[Items listed in a dataset]
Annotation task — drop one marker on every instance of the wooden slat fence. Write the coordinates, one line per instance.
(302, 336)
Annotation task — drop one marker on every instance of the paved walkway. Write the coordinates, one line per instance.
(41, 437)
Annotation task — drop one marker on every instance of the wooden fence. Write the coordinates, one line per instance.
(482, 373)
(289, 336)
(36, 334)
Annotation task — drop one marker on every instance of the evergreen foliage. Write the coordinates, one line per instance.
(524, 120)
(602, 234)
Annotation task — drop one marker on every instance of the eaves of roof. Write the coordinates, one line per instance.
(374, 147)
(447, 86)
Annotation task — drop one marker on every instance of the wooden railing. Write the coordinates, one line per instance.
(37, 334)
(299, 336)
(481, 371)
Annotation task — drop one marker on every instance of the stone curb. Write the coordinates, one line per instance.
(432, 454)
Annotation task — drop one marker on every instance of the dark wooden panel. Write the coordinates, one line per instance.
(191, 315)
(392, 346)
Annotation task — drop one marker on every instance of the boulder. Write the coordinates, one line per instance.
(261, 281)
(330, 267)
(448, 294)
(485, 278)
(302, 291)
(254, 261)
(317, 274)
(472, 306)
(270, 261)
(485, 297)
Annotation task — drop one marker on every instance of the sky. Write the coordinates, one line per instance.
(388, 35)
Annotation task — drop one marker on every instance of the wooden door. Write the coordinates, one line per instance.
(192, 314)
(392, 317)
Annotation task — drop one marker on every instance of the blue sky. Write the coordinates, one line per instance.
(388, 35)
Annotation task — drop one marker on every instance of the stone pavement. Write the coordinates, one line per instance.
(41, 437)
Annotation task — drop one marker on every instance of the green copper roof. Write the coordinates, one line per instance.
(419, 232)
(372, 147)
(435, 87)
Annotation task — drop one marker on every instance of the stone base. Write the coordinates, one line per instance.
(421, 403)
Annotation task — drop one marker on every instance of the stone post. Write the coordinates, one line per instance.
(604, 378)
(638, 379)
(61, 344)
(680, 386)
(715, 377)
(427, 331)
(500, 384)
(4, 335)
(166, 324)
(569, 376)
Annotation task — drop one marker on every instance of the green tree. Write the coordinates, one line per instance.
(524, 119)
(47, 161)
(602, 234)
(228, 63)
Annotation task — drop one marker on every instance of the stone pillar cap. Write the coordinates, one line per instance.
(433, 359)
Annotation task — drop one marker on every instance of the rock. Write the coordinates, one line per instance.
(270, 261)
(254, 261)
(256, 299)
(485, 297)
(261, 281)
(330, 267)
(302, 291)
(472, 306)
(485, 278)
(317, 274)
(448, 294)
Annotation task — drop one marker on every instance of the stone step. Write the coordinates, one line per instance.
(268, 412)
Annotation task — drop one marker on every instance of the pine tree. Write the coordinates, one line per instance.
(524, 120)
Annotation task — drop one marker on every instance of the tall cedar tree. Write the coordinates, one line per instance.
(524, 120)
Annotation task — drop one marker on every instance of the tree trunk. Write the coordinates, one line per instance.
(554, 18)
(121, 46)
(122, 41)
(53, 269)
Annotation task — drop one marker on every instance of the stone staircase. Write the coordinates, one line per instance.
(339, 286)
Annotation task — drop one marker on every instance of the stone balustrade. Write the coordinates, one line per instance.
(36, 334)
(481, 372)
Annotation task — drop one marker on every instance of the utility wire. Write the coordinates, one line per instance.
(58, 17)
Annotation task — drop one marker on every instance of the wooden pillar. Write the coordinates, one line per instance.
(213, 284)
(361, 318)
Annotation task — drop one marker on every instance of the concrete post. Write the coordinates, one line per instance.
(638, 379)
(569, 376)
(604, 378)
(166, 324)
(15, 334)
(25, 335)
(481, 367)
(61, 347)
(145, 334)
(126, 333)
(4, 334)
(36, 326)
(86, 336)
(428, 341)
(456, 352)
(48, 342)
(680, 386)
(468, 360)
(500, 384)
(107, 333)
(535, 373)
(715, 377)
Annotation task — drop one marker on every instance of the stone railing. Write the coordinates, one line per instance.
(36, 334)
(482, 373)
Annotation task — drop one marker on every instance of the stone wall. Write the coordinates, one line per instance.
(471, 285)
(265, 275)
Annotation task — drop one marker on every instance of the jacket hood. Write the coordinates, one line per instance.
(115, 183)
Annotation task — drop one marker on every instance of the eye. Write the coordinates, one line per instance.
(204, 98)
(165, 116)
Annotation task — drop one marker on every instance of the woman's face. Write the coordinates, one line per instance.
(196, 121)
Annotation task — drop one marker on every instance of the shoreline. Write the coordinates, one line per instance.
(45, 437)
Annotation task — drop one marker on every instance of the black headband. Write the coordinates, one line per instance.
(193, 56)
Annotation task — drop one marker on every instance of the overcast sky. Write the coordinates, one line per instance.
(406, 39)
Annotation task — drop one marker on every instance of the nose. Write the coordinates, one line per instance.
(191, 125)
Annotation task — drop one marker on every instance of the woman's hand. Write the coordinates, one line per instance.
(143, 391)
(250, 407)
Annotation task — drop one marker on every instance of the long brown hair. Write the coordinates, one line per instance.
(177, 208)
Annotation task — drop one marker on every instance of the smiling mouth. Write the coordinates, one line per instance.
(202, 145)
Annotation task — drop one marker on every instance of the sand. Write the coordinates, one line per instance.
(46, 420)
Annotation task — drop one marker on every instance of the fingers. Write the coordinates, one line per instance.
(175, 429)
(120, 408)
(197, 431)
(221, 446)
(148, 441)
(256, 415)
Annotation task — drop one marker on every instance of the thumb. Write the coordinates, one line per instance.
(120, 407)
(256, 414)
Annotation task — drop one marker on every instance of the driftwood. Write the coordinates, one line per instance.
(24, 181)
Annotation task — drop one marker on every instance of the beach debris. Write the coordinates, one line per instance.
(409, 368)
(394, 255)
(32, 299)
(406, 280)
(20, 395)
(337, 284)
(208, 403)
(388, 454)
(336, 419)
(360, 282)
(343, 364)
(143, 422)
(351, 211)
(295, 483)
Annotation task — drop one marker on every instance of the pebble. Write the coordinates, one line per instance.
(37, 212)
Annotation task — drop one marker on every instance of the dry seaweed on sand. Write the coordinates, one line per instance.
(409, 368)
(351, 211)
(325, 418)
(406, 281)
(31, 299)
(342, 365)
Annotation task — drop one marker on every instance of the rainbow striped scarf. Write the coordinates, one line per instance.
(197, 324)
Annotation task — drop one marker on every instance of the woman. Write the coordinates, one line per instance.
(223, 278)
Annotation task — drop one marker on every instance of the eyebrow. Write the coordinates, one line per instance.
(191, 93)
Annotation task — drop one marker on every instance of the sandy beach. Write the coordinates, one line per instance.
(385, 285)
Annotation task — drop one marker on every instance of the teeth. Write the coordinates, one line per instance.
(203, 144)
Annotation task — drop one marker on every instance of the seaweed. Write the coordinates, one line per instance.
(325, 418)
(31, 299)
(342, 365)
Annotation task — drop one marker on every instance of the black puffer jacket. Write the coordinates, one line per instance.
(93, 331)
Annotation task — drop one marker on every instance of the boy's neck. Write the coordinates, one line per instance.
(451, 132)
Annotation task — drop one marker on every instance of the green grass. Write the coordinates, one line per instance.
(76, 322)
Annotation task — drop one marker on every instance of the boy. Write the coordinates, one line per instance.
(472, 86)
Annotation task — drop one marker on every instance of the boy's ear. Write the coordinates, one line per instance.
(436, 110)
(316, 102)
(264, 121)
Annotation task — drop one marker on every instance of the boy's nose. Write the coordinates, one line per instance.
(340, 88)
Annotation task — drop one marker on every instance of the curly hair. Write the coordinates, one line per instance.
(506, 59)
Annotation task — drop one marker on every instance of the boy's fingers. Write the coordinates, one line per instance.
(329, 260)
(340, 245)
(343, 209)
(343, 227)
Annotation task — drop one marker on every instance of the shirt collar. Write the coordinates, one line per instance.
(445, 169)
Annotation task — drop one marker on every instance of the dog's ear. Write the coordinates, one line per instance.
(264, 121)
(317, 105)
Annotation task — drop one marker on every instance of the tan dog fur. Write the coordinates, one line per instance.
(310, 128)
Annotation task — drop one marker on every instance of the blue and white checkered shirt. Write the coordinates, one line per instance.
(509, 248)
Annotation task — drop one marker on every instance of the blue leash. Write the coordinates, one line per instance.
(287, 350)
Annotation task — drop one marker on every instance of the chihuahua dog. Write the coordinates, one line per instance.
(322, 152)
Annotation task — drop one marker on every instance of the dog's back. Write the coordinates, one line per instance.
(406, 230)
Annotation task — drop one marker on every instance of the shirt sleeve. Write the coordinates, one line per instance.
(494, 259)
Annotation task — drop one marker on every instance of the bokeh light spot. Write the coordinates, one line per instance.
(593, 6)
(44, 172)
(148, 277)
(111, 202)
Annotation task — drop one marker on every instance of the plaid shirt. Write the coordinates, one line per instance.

● WORK TO DO:
Quote the line that contains "the blue and" and each line after it through the end of the data, exactly, leaving out everything else.

● OUTPUT OF THE EXERCISE:
Annotation task — drop one marker on every instance of the blue and white checkered shirt. Write the coordinates, one line per instance.
(509, 248)
Annotation task — drop one marker on every instance of the blue leash. Write the coordinates, one line per instance.
(287, 350)
Annotation task — drop one marker on every instance of the chihuahua dog. Write the coordinates, one line per instance.
(322, 152)
Annotation task — drop one marker on every instance of the dog's back. Write the coordinates, one line per instance.
(406, 230)
Annotation task — drop one marker on every instance of the shirt sleeve. Write the coordinates, one line per instance.
(494, 259)
Annotation task — drop one marker on every instance of the bokeh light spot. Write the coordinates, one line per instance.
(593, 6)
(44, 172)
(148, 277)
(111, 202)
Annotation task — drop one marker on every instance of the plaid shirt. Write the coordinates, one line per instance.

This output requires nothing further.